* [Written instruction]:
List each line in the records below that contains the word "white", copying every such line in full.

:: Records to use ::

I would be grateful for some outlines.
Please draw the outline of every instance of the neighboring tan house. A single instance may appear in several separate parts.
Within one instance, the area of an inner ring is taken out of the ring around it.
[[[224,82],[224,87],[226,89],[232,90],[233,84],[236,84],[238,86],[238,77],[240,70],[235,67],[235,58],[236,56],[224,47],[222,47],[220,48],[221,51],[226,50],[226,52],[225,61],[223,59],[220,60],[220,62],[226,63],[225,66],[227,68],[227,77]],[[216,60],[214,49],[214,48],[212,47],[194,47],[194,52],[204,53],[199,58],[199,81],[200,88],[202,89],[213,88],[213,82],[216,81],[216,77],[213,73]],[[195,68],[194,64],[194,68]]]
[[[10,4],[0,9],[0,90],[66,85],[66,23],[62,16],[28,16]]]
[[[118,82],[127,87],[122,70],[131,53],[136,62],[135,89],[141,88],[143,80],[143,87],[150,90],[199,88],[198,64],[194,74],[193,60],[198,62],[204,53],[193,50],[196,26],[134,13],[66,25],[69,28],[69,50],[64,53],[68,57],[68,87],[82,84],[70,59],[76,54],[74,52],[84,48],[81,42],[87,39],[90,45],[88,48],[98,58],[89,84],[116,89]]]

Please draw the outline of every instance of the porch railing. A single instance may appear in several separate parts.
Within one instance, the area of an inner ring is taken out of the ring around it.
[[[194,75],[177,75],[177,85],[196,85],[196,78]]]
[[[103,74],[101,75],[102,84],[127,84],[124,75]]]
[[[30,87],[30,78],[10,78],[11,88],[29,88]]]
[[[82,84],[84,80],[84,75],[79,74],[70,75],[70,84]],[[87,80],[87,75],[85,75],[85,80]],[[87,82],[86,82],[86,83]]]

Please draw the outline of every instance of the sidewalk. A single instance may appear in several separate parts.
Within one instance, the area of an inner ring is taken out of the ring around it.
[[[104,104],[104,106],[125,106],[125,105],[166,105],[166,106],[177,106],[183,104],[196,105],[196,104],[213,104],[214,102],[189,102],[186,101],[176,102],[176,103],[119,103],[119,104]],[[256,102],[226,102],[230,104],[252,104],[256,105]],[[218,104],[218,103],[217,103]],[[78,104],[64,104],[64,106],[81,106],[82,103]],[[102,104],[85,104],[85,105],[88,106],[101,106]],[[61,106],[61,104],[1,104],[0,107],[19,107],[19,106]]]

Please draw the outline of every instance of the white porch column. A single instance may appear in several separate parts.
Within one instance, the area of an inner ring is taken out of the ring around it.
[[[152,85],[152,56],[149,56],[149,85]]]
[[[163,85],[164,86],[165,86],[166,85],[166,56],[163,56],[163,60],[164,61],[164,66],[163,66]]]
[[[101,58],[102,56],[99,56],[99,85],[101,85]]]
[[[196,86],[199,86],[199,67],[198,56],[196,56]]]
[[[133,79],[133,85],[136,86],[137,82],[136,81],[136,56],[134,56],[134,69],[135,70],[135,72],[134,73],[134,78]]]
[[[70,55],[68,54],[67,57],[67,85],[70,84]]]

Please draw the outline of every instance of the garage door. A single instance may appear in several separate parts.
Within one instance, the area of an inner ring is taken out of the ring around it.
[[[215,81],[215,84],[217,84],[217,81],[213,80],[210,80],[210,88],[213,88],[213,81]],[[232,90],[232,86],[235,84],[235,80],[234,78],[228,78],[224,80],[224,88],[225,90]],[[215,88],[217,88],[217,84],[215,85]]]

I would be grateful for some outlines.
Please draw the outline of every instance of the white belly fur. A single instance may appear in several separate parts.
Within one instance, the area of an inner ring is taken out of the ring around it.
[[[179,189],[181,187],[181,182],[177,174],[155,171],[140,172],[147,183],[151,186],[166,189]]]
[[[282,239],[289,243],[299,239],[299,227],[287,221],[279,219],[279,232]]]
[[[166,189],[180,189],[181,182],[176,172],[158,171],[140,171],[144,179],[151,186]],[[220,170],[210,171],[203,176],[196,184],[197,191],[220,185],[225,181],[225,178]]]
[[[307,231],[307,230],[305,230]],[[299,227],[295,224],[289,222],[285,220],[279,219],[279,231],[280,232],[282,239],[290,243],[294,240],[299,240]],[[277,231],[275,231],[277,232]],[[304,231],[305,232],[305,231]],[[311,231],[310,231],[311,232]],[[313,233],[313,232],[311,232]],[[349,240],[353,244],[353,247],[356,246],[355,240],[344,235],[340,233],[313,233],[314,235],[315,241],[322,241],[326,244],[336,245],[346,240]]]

:::

* [In response]:
Please draw the outline of every instance of the white porch column. A single instance may appear in several separate parts.
Please draw the outline of every instance of the white belly fur. A single instance may appear in several separate parts.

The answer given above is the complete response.